Pick out every line in the data below that contains the word "procession" and copy each one. The match is case-sensitive.

TASK MATERIAL:
== == ==

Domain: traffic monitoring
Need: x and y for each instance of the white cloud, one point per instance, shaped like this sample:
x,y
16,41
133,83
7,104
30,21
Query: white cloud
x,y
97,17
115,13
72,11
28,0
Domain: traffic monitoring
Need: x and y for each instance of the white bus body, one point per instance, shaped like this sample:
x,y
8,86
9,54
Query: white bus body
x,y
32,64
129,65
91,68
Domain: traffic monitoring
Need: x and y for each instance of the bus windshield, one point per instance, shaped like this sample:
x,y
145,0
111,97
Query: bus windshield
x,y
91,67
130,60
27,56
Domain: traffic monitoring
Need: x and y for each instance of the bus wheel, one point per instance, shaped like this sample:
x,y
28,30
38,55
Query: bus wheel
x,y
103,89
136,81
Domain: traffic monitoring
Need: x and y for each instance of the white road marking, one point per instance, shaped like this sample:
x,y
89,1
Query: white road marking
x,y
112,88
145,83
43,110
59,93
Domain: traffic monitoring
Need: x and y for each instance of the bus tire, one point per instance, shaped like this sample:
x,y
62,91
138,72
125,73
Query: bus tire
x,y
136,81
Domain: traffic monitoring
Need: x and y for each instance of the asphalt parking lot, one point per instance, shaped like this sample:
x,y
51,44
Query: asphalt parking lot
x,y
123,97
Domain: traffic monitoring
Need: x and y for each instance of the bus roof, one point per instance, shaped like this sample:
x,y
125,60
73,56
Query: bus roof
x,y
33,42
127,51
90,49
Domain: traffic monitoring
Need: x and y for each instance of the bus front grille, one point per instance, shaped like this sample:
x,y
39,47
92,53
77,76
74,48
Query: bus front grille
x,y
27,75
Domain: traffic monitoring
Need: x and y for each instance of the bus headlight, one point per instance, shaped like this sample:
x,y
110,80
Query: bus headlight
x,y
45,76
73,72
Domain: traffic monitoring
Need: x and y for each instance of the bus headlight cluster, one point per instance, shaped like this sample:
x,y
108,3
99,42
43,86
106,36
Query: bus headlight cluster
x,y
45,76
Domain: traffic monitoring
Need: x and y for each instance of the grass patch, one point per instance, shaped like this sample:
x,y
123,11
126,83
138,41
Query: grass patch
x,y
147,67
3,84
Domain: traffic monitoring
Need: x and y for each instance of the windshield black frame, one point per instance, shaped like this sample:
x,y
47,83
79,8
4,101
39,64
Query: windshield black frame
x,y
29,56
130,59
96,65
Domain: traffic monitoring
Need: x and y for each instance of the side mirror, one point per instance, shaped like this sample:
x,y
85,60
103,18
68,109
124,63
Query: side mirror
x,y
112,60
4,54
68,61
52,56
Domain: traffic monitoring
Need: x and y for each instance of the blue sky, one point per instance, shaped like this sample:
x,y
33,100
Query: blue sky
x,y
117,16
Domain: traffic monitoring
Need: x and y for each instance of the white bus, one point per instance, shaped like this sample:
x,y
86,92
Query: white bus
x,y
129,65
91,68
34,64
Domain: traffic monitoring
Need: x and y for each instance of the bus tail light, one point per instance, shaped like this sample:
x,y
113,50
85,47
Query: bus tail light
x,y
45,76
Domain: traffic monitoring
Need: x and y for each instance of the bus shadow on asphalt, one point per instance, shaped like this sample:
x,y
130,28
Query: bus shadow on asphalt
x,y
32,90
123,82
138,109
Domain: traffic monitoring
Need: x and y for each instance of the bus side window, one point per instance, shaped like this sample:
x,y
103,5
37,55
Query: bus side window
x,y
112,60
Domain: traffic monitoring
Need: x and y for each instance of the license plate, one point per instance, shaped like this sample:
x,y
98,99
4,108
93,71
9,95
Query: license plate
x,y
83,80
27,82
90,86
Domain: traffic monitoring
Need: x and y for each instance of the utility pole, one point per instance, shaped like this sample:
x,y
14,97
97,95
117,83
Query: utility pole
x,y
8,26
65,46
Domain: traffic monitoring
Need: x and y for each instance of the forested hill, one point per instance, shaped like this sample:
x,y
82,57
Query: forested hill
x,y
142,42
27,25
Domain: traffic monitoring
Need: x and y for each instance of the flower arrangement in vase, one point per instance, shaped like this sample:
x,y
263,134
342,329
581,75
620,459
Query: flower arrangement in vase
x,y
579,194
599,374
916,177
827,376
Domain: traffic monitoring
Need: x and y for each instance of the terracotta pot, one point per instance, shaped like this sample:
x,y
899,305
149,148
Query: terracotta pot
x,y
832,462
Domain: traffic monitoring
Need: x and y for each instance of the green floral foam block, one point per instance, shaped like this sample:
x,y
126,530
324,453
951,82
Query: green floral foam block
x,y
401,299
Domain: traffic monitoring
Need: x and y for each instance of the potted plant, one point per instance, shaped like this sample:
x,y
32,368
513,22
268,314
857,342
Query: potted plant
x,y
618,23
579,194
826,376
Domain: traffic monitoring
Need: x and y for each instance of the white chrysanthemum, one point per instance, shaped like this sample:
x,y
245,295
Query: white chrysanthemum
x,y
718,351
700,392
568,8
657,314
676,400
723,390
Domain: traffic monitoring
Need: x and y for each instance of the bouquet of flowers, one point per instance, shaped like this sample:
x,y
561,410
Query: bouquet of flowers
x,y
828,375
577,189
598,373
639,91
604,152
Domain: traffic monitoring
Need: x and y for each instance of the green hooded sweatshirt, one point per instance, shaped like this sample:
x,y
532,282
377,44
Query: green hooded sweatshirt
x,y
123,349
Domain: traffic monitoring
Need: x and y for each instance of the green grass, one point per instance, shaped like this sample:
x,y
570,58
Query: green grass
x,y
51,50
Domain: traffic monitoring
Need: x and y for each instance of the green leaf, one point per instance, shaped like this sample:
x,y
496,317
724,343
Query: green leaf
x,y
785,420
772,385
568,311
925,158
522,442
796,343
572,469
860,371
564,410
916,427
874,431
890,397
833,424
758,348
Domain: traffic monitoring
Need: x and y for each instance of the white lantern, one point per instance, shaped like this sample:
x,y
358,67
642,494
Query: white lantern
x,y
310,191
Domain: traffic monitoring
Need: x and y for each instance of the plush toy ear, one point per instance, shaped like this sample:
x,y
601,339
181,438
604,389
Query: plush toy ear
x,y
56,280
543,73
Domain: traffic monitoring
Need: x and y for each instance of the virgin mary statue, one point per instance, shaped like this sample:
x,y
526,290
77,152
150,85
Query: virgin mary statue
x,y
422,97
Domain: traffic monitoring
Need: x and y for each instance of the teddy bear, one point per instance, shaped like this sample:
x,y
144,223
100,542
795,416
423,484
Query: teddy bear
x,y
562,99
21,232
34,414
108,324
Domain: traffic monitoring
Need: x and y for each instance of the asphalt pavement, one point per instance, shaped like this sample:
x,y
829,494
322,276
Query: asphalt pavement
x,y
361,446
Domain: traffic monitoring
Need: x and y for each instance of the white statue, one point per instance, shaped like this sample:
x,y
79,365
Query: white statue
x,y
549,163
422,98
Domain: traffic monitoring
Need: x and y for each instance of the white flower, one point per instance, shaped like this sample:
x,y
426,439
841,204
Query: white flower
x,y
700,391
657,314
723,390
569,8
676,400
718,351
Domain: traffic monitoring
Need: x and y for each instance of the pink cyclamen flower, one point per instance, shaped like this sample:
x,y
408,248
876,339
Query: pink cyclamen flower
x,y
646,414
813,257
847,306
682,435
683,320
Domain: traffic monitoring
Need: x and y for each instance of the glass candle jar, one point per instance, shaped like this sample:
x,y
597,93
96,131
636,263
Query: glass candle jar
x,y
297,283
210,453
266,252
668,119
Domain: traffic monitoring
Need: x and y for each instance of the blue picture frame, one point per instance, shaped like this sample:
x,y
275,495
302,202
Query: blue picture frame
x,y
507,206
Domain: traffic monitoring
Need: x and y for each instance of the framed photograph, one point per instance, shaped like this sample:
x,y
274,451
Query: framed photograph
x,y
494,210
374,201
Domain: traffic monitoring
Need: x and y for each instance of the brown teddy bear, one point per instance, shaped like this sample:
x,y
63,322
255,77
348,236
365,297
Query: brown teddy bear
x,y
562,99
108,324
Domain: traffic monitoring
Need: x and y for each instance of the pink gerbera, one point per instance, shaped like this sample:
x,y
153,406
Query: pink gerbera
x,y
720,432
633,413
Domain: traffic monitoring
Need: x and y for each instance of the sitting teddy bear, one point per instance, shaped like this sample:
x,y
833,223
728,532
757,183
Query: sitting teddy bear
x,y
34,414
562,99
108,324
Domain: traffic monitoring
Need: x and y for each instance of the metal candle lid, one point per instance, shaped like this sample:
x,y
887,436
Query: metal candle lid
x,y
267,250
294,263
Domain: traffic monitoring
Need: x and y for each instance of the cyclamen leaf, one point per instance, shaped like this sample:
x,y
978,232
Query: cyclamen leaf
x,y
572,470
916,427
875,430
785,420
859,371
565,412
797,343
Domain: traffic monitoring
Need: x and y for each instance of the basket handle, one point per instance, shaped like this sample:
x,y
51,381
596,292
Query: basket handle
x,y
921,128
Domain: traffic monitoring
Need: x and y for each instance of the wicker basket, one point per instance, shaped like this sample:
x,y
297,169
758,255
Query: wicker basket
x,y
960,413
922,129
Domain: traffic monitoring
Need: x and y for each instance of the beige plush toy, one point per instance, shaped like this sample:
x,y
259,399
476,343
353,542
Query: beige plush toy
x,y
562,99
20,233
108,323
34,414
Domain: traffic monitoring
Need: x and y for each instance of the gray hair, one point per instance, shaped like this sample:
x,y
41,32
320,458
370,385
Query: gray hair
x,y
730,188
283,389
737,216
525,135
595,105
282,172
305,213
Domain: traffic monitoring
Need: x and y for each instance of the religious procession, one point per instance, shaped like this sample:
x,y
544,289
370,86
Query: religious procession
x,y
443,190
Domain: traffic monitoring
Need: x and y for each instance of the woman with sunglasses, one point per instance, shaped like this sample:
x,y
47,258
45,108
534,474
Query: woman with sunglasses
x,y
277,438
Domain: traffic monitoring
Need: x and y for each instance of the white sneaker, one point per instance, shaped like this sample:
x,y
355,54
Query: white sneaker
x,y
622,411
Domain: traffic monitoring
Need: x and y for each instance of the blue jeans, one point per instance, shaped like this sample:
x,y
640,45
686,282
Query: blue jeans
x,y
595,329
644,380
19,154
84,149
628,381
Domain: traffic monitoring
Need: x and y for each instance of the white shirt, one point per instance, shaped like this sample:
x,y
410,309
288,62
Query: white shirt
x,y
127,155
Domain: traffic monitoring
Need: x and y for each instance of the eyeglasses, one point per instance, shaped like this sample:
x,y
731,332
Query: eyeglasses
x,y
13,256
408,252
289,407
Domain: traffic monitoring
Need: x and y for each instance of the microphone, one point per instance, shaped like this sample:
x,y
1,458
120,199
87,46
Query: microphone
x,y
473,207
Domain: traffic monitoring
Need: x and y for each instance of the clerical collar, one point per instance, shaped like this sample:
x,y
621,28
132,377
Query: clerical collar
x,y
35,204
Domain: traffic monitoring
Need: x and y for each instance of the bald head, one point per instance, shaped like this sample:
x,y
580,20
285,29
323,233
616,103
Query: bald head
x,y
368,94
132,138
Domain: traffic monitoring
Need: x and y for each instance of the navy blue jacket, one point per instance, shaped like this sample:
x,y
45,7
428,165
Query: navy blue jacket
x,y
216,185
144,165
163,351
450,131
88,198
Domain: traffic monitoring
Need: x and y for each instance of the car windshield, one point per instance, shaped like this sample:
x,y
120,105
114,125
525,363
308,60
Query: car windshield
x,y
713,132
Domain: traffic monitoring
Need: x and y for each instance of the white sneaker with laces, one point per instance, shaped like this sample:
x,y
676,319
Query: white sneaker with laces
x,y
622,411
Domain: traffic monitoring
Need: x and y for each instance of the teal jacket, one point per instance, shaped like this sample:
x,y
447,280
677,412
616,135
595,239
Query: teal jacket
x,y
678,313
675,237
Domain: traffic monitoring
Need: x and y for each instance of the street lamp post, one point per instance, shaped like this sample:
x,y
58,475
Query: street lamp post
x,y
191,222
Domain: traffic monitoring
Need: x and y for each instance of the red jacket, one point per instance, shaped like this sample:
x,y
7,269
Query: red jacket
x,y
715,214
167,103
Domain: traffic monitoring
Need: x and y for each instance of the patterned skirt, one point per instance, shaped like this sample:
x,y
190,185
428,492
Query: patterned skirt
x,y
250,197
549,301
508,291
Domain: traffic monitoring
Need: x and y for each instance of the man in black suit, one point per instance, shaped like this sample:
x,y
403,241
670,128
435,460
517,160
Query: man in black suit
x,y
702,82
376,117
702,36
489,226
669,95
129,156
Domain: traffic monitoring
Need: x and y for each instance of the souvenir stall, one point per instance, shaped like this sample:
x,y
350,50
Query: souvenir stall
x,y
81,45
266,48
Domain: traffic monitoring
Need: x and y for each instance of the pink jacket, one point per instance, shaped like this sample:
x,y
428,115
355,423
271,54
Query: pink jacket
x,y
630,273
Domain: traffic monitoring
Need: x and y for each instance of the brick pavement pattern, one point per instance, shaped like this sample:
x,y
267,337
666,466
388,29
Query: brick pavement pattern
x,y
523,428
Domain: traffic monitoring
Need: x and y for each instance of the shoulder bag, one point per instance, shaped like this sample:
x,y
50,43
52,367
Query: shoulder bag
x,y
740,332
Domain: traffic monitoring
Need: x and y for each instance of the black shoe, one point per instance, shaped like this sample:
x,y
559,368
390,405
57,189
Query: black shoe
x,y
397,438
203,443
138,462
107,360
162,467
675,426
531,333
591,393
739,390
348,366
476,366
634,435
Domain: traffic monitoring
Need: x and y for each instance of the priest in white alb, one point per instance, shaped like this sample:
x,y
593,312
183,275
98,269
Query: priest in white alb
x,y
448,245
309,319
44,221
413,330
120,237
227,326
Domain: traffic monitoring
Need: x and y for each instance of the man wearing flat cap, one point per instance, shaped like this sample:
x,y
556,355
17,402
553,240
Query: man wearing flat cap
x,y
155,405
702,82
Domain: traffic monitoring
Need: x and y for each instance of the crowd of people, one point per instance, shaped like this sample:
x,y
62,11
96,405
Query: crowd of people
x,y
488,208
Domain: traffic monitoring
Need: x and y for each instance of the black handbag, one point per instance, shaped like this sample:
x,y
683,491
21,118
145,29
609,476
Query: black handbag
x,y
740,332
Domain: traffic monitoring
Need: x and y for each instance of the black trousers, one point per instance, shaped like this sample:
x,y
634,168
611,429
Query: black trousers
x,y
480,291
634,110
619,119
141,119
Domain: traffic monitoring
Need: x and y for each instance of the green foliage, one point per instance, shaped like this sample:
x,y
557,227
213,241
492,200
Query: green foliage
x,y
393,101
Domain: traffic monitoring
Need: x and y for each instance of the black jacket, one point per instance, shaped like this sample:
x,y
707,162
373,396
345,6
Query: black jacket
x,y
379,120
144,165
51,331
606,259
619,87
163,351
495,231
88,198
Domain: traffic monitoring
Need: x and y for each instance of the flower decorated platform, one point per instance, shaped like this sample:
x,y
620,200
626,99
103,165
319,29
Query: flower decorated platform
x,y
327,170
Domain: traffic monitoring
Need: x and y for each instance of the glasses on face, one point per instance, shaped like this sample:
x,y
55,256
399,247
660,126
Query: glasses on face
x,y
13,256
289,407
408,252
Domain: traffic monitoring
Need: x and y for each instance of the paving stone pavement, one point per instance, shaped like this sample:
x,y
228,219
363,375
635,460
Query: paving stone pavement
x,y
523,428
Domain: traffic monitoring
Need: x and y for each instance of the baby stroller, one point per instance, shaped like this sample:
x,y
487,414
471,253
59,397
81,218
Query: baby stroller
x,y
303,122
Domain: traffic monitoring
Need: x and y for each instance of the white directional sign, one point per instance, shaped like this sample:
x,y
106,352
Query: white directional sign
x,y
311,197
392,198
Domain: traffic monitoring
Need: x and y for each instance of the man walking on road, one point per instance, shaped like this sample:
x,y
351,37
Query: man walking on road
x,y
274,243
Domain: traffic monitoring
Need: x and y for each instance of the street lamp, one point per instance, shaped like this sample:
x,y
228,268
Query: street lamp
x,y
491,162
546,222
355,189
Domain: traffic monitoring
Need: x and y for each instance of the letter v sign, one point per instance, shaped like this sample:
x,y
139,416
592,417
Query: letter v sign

== == ==

WRITTEN ANSWER:
Need: x and y for each instance of the religious procession, one point per instance, shaped like this sample:
Query: religious procession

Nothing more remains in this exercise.